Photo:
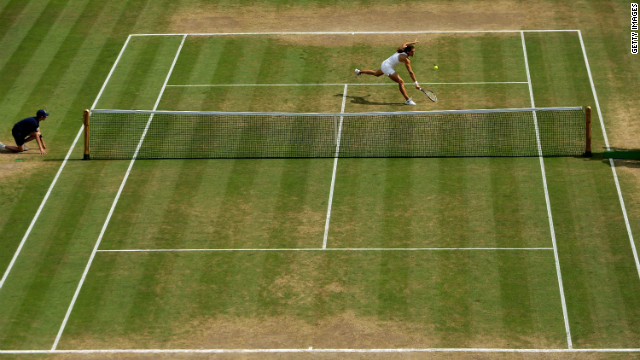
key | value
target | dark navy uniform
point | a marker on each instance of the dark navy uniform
(23, 128)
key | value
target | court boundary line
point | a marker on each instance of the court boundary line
(357, 32)
(609, 350)
(623, 207)
(113, 206)
(351, 84)
(335, 169)
(552, 231)
(311, 349)
(324, 249)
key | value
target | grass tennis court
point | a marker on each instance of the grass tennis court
(313, 257)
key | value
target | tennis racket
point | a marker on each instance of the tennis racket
(430, 94)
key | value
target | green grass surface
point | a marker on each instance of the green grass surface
(297, 299)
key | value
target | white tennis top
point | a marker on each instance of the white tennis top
(393, 60)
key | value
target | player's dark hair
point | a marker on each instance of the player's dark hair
(406, 49)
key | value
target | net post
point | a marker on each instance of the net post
(85, 119)
(587, 115)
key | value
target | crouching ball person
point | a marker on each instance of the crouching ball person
(387, 68)
(27, 130)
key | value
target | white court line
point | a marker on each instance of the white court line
(335, 168)
(311, 349)
(611, 162)
(353, 84)
(55, 179)
(548, 202)
(361, 32)
(113, 206)
(324, 249)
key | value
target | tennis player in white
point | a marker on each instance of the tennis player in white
(401, 56)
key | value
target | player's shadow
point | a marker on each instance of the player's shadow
(360, 100)
(632, 162)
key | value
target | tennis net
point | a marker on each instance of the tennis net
(125, 134)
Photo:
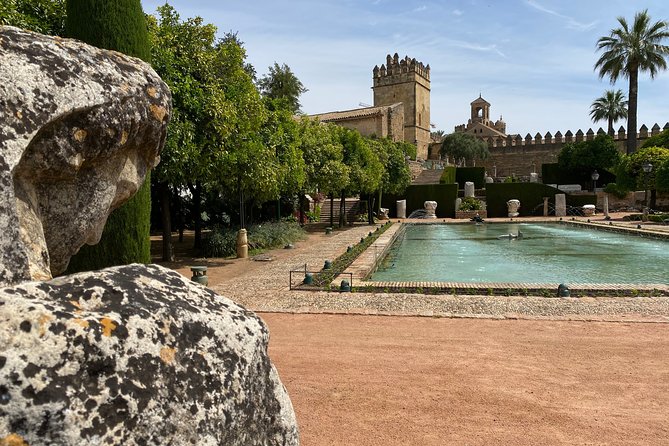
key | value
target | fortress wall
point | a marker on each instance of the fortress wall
(522, 156)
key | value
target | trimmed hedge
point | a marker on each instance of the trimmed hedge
(474, 174)
(416, 195)
(530, 195)
(448, 176)
(553, 174)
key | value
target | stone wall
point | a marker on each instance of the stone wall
(515, 155)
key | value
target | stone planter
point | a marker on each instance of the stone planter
(470, 214)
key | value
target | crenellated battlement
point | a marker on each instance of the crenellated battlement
(568, 137)
(397, 70)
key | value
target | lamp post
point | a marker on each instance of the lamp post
(595, 177)
(647, 168)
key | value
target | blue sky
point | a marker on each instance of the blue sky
(531, 59)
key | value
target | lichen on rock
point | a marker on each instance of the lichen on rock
(80, 127)
(136, 355)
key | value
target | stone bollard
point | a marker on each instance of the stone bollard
(469, 189)
(513, 206)
(560, 205)
(401, 209)
(242, 244)
(431, 208)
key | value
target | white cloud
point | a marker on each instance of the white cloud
(571, 22)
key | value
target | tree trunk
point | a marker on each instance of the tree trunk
(632, 107)
(370, 208)
(196, 191)
(332, 210)
(165, 199)
(653, 199)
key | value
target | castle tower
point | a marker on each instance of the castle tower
(406, 81)
(480, 111)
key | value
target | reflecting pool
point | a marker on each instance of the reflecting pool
(541, 253)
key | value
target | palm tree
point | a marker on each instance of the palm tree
(630, 50)
(611, 107)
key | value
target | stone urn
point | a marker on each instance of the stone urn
(588, 210)
(513, 206)
(430, 207)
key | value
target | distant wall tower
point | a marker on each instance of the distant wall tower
(406, 81)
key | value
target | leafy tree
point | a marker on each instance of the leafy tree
(323, 155)
(281, 134)
(282, 85)
(213, 138)
(585, 156)
(629, 50)
(462, 148)
(610, 107)
(42, 16)
(630, 174)
(396, 175)
(659, 140)
(120, 26)
(366, 170)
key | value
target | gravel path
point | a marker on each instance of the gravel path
(263, 286)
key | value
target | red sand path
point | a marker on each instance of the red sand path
(359, 380)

------------

• _TASK GOAL_:
Transcribe the records above exactly, leaving out every picture.

• _TASK OUTPUT_:
Photo:
key | value
target | dark navy uniform
point | a marker on each instance of the dark navy uniform
(23, 128)
key | value
target | court boundary line
point | a marker on each instance of the court boundary line
(357, 32)
(609, 350)
(623, 207)
(113, 206)
(351, 84)
(335, 169)
(552, 231)
(311, 349)
(324, 249)
key | value
target | grass tennis court
point | a marker on each instance of the grass tennis court
(313, 257)
key | value
target | tennis racket
point | a marker on each instance of the tennis racket
(430, 94)
key | value
target | green grass surface
point | a marker on each instance of the green grass surface
(297, 299)
key | value
target | white tennis top
point | a marker on each instance of the white tennis top
(393, 60)
key | value
target | player's dark hair
point | a marker on each instance of the player's dark hair
(406, 49)
key | value
target | net post
point | a marker on each instance of the net post
(85, 119)
(587, 115)
key | value
target | crouching ball person
point | a marker on each instance of the crouching ball person
(387, 68)
(27, 130)
key | value
target | white court line
point | a marker on each instance of the white court line
(335, 168)
(311, 349)
(611, 162)
(353, 84)
(55, 179)
(548, 202)
(361, 32)
(113, 206)
(324, 249)
key | value
target | tennis player in white
point | a marker on each instance of the tennis player in white
(401, 56)
key | value
target | player's shadow
point | a marker on each instance of the player's shadow
(360, 100)
(632, 162)
key | value
target | tennis net
point | a marker on each instance of the tennis net
(125, 134)
Photo:
key | value
target | fortress wall
point | a marker on each instance of the fortress wall
(522, 156)
key | value
target | trimmed hedge
point | a marker on each instance of the trimmed hedge
(474, 174)
(416, 195)
(530, 195)
(448, 176)
(553, 174)
key | value
target | stone wall
point | a marker on each instance of the stone wall
(515, 155)
key | value
target | stone planter
point | a marker on each instance of the stone planter
(470, 214)
key | value
target | crenellated battlement
point | a marker on each instance of the crenellated battlement
(568, 137)
(397, 70)
key | value
target | lamp post
point | a marker on each instance of the lamp post
(595, 177)
(647, 168)
key | value
target | blue sky
point | a marker on each instance of the blue sky
(531, 59)
key | value
target | lichen on rock
point | a marker on each instance of the lichen on rock
(80, 127)
(136, 355)
key | value
target | stone bollard
point | a marker on each instance of the stone bollard
(469, 189)
(513, 206)
(560, 205)
(401, 209)
(242, 244)
(431, 208)
key | value
target | white cloud
point | a marker on each instance of the white cloud
(571, 22)
key | value
target | tree trunk
point | a marker on each instance of the tree trunk
(632, 107)
(370, 208)
(196, 191)
(332, 210)
(165, 199)
(653, 199)
key | value
target | castle tower
point | a marker on each instance of the castle tower
(406, 81)
(480, 111)
key | value
target | reflecting pool
point | a marker on each instance of the reflecting pool
(541, 253)
key | value
target | palm tree
point | a marker on each instance of the palm tree
(630, 50)
(611, 107)
key | value
target | stone urn
point | a marker on each instance of the stone urn
(588, 210)
(513, 206)
(430, 207)
key | value
target | distant wall tower
point | a marker on each instance of the distant wall tower
(406, 81)
key | value
target | leafy tree
point | a marker on each instance of the leafy tree
(323, 155)
(281, 134)
(282, 85)
(213, 138)
(585, 156)
(629, 50)
(462, 148)
(610, 107)
(42, 16)
(630, 174)
(396, 175)
(659, 140)
(120, 26)
(366, 170)
key | value
target | gravel path
point | a marker on each instance of the gravel path
(263, 286)
key | value
target | red sand path
point | a marker on each instance of the red sand path
(359, 380)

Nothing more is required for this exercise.